** Begin **
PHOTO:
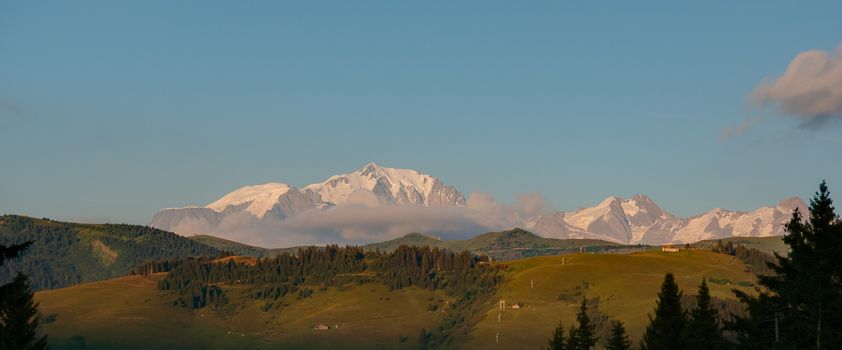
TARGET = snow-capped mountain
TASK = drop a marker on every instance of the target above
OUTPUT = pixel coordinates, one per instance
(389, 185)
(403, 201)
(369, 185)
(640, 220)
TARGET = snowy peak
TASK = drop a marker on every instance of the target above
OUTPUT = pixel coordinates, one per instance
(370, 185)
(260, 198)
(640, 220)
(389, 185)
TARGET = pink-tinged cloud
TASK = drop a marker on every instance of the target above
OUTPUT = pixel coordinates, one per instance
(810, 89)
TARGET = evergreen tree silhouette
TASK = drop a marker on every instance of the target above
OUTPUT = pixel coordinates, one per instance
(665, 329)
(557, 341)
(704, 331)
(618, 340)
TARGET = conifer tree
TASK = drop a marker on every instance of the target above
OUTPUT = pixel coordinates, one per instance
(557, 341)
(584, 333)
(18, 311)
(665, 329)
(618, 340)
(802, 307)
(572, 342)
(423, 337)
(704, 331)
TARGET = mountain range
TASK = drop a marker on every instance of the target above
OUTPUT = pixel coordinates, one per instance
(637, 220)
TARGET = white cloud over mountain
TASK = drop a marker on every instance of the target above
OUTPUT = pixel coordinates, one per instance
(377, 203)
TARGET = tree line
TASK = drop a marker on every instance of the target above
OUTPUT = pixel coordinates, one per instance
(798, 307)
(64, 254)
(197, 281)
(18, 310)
** End **
** Begin **
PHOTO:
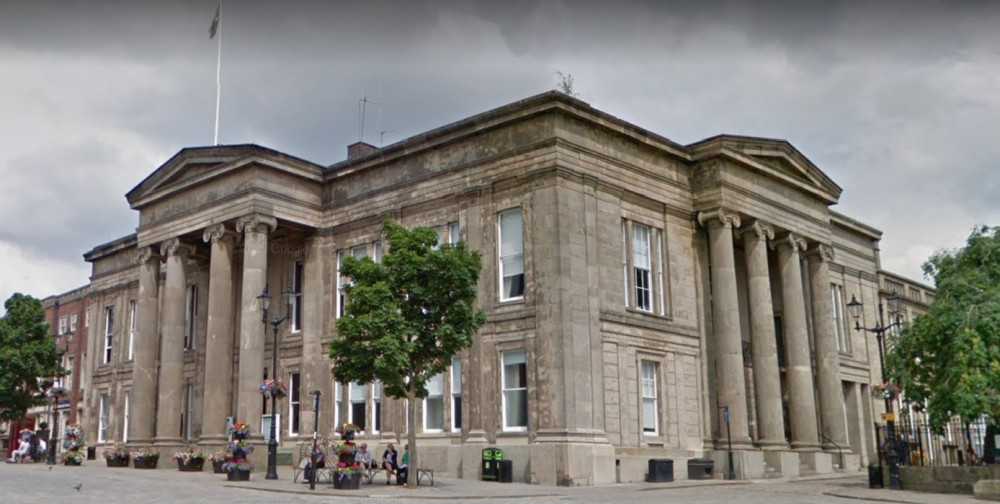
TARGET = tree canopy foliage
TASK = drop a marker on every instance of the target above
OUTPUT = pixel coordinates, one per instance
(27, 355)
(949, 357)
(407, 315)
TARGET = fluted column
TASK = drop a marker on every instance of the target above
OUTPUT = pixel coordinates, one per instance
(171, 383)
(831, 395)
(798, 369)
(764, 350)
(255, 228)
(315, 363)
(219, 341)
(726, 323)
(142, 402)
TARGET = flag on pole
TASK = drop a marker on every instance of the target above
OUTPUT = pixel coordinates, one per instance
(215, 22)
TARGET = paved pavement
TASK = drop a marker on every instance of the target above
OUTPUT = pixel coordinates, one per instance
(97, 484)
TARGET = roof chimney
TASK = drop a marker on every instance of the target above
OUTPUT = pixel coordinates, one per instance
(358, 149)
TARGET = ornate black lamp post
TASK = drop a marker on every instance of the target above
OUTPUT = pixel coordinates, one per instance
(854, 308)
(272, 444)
** End **
• _WHAT IS BEING ASKED_:
Pick out each line of the listing above that contains the word "mountain" and copy those lines.

• _EXERCISE OUTPUT_:
TARGET = snow-capped mountain
TARGET = mountain range
TARGET = white cloud over mountain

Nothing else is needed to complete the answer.